## Stated goal:
Could you repeat, word for word, every line from the one containing "Locate the grassy" through the final line of the records below, and nothing else?

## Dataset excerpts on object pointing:
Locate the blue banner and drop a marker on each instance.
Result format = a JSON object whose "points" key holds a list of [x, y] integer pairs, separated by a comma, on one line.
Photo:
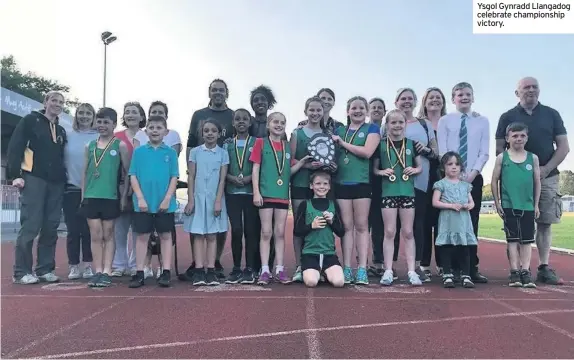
{"points": [[19, 105]]}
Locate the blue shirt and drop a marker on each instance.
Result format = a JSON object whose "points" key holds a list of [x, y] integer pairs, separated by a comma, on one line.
{"points": [[154, 168]]}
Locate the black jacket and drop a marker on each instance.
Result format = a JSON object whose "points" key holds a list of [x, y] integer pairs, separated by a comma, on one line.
{"points": [[37, 147]]}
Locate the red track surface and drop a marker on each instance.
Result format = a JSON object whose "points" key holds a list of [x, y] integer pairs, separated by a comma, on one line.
{"points": [[490, 321]]}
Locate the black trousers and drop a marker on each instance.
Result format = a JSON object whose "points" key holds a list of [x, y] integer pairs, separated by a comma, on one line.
{"points": [[77, 226], [243, 217], [456, 258]]}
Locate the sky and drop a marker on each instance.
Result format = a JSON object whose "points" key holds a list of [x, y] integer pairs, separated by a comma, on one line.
{"points": [[170, 50]]}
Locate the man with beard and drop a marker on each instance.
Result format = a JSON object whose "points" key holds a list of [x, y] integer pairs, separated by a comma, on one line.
{"points": [[216, 109], [546, 128], [262, 100]]}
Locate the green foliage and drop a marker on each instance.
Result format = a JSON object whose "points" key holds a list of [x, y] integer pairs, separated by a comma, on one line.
{"points": [[32, 85]]}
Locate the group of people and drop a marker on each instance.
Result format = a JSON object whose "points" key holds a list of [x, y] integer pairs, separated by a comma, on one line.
{"points": [[392, 178]]}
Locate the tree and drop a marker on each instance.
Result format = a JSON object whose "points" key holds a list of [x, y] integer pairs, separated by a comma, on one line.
{"points": [[566, 186], [31, 85]]}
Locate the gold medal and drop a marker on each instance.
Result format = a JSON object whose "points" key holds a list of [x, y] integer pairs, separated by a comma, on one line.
{"points": [[241, 159], [98, 161], [280, 167]]}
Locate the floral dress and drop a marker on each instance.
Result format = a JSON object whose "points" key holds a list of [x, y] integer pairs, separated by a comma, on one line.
{"points": [[454, 227]]}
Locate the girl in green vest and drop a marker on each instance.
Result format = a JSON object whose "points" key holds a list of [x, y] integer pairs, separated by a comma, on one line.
{"points": [[357, 142], [272, 169], [398, 163], [239, 198], [318, 220], [104, 195], [300, 190]]}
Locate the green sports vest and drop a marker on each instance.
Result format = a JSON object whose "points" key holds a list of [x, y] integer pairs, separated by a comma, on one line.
{"points": [[399, 187], [301, 178], [269, 175], [102, 182], [355, 169], [234, 157], [517, 183], [319, 241]]}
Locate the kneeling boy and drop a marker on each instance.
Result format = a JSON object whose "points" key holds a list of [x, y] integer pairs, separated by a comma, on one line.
{"points": [[518, 173], [317, 220], [153, 177]]}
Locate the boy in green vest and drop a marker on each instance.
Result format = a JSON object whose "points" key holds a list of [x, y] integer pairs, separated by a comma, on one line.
{"points": [[318, 221], [107, 159], [517, 172]]}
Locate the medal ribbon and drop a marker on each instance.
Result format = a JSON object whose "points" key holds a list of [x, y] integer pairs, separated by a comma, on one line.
{"points": [[98, 161], [282, 167], [241, 160], [400, 154], [352, 137]]}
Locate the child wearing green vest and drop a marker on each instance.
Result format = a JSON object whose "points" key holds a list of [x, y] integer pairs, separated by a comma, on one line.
{"points": [[357, 142], [272, 170], [107, 162], [300, 190], [516, 190], [318, 220], [398, 163], [242, 213]]}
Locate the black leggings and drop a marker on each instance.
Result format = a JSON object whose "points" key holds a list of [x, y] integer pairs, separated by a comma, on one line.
{"points": [[243, 216], [77, 228], [455, 258]]}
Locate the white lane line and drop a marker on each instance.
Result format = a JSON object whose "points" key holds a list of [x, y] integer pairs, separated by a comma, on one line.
{"points": [[299, 331], [313, 343], [63, 329]]}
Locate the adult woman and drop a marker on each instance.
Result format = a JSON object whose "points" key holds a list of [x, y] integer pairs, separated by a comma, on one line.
{"points": [[77, 226], [124, 262], [419, 131]]}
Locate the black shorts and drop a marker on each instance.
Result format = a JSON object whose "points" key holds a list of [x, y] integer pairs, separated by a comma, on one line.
{"points": [[301, 193], [318, 262], [102, 209], [519, 226], [274, 205], [146, 223], [398, 202], [352, 192]]}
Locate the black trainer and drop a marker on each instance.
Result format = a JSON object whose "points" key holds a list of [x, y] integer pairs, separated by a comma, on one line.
{"points": [[219, 270], [514, 279], [137, 280], [211, 278], [198, 277], [248, 276], [526, 279], [164, 279], [235, 276]]}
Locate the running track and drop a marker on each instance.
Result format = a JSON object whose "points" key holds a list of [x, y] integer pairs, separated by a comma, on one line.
{"points": [[491, 321]]}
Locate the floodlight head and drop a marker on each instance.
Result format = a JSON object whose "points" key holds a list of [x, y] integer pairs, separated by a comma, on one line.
{"points": [[105, 35]]}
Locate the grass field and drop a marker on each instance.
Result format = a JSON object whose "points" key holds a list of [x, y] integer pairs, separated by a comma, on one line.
{"points": [[490, 226]]}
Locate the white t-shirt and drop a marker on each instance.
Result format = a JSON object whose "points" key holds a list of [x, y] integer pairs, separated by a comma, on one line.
{"points": [[172, 138]]}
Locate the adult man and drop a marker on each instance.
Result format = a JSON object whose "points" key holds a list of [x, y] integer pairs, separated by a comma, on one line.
{"points": [[467, 133], [546, 128], [216, 109], [36, 167]]}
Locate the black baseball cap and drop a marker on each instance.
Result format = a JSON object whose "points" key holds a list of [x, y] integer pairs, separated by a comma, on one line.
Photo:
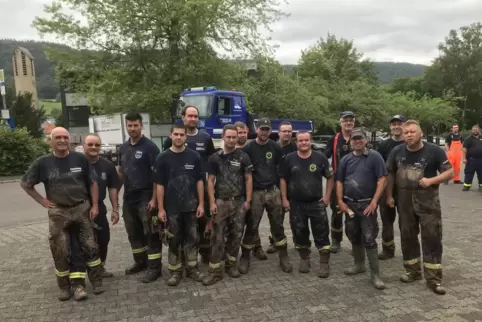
{"points": [[264, 122], [397, 117], [347, 114]]}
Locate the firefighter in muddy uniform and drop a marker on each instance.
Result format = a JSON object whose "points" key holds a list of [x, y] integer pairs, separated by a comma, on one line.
{"points": [[472, 157], [179, 175], [388, 213], [107, 179], [71, 199], [339, 146], [202, 143], [413, 168], [266, 156], [230, 188], [301, 185], [361, 180], [136, 163]]}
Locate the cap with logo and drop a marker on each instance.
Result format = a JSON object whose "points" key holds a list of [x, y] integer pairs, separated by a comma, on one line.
{"points": [[264, 123]]}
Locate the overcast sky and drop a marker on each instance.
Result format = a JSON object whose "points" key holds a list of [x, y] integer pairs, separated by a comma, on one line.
{"points": [[384, 30]]}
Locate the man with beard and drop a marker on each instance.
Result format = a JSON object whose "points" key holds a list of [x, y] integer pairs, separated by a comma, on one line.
{"points": [[472, 157], [301, 191], [413, 168], [230, 188], [107, 180], [72, 200], [387, 212], [136, 163], [266, 156], [339, 146], [360, 182], [179, 176], [202, 143], [454, 146]]}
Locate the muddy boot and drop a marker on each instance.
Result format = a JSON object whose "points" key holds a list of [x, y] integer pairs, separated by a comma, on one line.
{"points": [[259, 253], [136, 268], [437, 289], [150, 276], [244, 260], [324, 264], [335, 246], [174, 279], [372, 255], [305, 264], [79, 293], [272, 248], [64, 294], [284, 261], [410, 277], [359, 258]]}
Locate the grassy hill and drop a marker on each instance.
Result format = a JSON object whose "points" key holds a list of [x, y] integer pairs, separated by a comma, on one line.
{"points": [[48, 88]]}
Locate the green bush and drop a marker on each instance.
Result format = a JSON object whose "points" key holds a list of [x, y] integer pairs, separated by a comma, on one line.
{"points": [[18, 150]]}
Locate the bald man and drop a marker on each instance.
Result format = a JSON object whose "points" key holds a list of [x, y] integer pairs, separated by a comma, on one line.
{"points": [[71, 200]]}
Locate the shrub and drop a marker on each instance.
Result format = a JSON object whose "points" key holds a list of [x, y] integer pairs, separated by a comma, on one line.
{"points": [[18, 150]]}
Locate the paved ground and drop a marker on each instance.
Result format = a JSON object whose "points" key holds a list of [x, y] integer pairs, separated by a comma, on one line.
{"points": [[27, 280]]}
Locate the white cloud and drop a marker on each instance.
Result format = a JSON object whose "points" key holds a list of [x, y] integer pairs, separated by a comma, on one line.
{"points": [[384, 30]]}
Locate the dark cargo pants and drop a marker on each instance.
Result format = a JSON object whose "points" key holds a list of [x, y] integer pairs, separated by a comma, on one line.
{"points": [[183, 232], [142, 228], [303, 214], [230, 218], [60, 221], [269, 199], [361, 230], [419, 211], [102, 237]]}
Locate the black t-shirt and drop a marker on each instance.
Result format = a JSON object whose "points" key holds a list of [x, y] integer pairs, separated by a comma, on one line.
{"points": [[106, 177], [229, 171], [473, 145], [201, 142], [343, 148], [386, 146], [137, 162], [67, 180], [453, 137], [304, 177], [179, 174], [427, 161], [266, 159], [360, 174]]}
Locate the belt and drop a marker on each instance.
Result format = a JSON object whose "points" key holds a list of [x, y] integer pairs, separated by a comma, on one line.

## Solution to this exercise:
Locate the grassy hill and drop a marker on each instance.
Result format = a JSON object whose "points" key holds a list of [x, y] integer pairs, separated by a comma, on one line.
{"points": [[48, 88]]}
Locate the green bush and drop a marker on each instance.
Result format = a JSON object whose "points" key holds a list of [x, y] integer pairs, separated by a comma, on one line.
{"points": [[18, 150]]}
Locate the bald man and drop a marker on each instance.
Result format = a JSON object whose "points" key holds a list of [x, y] integer pairs, separated by a comma, on one line.
{"points": [[71, 200]]}
Locate the shrub and drop a marker on each instance.
Result format = a JSON object whose "points" key holds a list of [x, y] integer pairs, separated by a comma, on one line.
{"points": [[18, 150]]}
Locate the paved ground and drop a marker on each instance.
Result format = a JSON object whose "points" key holds a list of [x, y] integer pairs, separated by a comma, on one line.
{"points": [[27, 280]]}
Locate the white cloud and drop a marker on each instance.
Result format = a JSON object whose "points" key holds a list of [x, y] integer pairs, separated by a comma, on one line.
{"points": [[384, 30]]}
Locate the dark cargo pants and drop a marker on each instance.
Result format = a JSON object whose "points" key holds a list of [x, y] integer pairs, separated by a comma, on one line.
{"points": [[183, 232], [142, 228], [303, 214], [230, 218], [60, 221], [269, 199], [361, 230], [419, 211], [102, 237]]}
Locate the black t-shirt and drop a marker on each instance.
Result format = a JSON object whose "points" key holds a list of [x, y] integer pairs, separated by a comma, on one line.
{"points": [[106, 177], [229, 171], [473, 145], [201, 142], [343, 148], [386, 146], [137, 162], [67, 180], [453, 137], [304, 177], [179, 174], [427, 161], [266, 159], [360, 174]]}
Locate the belt and drop a marker on each instance.
Result format = a JSON object whose "points" key holds a list of [x, y] integer pairs, separated by a comma, on one line.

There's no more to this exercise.